## TASK INPUTS

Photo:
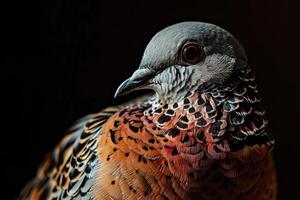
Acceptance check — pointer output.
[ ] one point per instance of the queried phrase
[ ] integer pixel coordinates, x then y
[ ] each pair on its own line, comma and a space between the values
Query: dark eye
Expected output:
192, 53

## EXERCISE PROMPT
Put every line of the material above into a numbered list, skipping blank lines and leaving the pictures out.

## FULL RESPONSE
1. Photo:
2. Acceptance check — pointer output.
3. [ ] one point per instance of the queried phrase
4. [ ] integer pixel coordinates, x then y
5. [ ] each pair on its own line, comma and a space between the values
6. Query: dark eye
7. Expected output:
8. 192, 53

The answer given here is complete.